Actions to take —
a) Name every kind of book that the blog link roundup below says Storm Jameson wrote.
b) According to the blog link roundup below, in what kind of Britain is the novel In the Second Year set?
c) Pick up the blog link roundup below at the point where it stops, and carry it on.

Text excerpt —
Your Happening World (October 21st through October 23rd)

  • In The Second Year : Storm Jameson
  • A Month Soon Goes, Storm Jameson | It Doesn’t Have To Be Right… – Storm Jameson was prolific and successful, writing around sixty books between 1919 and 1976 – fiction, criticism, biography and history. None of her books appear to be in print now. At least two of her novels, In the Second Year (1936), set in a fascist Britain, and Then We Shall Hear Singing (1942), about a Nazi invasion of an invented country, qualify as science fiction although I’m not aware of them being claimed by the genre.
  • New Statesman | Attention, #NaNoWriMo Fans: No One Cares How Your F***ing Novel Is Going – Because one of the most boring things in the world is watching a person write. They do not move. Their google searches are tedious; they google synonyms for words they just made up. If you ask a novelist how they wrote their book, it’s always “I researched a bit and then I didn’t get out of my pyjamas for properly ages.” That’s it. There was probably an exiting moment when a blob of apricot jam fell off a bit of their crumpet and they had to suck it out of the lapel of their dressing gown to avoid having to wash it properly. That’s it.
  • Five Ways To Respond To A Negative Review: A Helpful Guide! « terribleminds: chuck wendig – Go punch a punching bag. Write in your bedside Twilight Sparkle diary. Go fire off an email to an author or artist friend and be all like AHHH DID YOU SEE THIS REVIEW (and if that author is truly a friend that author will say, yeah, yeah, that sucks, the reviewer sucks, but hey don’t get cuckoo bananapants, maybe go have a drink, go for a run, eat a cupcake, something, anything, calm thyself because this shit happens all the time).
  • The Liberal Democrat approach to campaigning: the history and debunking some myths – Most notably, far too many accounts of British political campaigning are written without noticing how dramatic 1997 was, not just in terms of a Labour landslide, but also in terms of the impact of constituency campaign tactics. Fail to understand what happened in 1997 and why and you not only fail to understand British political campaigning but also, closer to home, fail to understand the roots of more recent events involving Chris Rennard.

Your Happening World (June 11th through June 12th)

Blog fodder for June 11th through June 12th:

  • Brussels Brontë Blog: Football and the Brussels Brontë Story… – But not only were the Jenkinses responsible for introducing the two literary geniuses to Brussels, the same family was also largely responsible for the introduction of the British sport of football to Brussels. (For these two feats alone, perhaps the Jenkinses merit some day an honorary plaque or a street named after them in their adopted city?!)
  • Stuck in Condoland | Toronto Life
  • Your Fave Is Problematic — Dan Savage
  • RealClearDefense – Why Are We So Afraid of Small Carriers? – This leaves us in an awkward situation, where the Navy sails a fleet of flat-decked aircraft carrying warships that will soon fly one of the most advanced tactical fighter jets in the future, and that are comparable in size and capability to the largest “aircraft carriers” that any other navy has to offer. And yet for bureaucratic and public relations reasons, we can’t call these warships “aircraft carriers,” even though they perform many of the missions that aircraft carriers execute, and in time of war would be expected to shoulder much of the burden placed on the larger carrier fleet.

Rows —

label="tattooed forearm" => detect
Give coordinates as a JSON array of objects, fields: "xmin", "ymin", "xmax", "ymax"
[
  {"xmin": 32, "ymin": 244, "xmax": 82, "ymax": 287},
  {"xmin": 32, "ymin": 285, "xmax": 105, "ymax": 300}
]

Answers for the exercise —
a) fiction, criticism, biography, history

b) A fascist Britain.

c)
  • Anorak | The Judges of Miss World, 1970: Bombs, Blacks And The Angry Brigade – The Miss World contest of 1970, of course, isn’t famous for its motley crew of judges but for the feminist protest that took place in the middle of the show. While the judges were putting women in order of beauty, Bob Hope the London-born compere, came on stage to go through a comedy routine. All of a sudden about fifty women and a few men started throwing flour bombs, stink bombs, ink bombs and leaflets at the stage wile yelling “we are liberationists!”, “We’re not beautiful, we’re not ugly, we’re angry” and “ban this disgraceful cattle market!”. The worldwide live television audience couldn’t fail to notice what was happening. Bob Hope certainly noticed and he quickly tried to flee the stage as the missiles flew by. Julia Morley, the wife of the organiser Eric Morley, grabbed hold of his ankle in a desperate attempt to stop him leaving. It only took a few minutes for the police to restore order but ‘Women’s Lib’ had in one fell swoop established itself as part of the seventies.

Blog fodder for June 5th through June 7th

Blog fodder for June 5th through June 7th:

Can litfic ever measure up to fantasy or sf?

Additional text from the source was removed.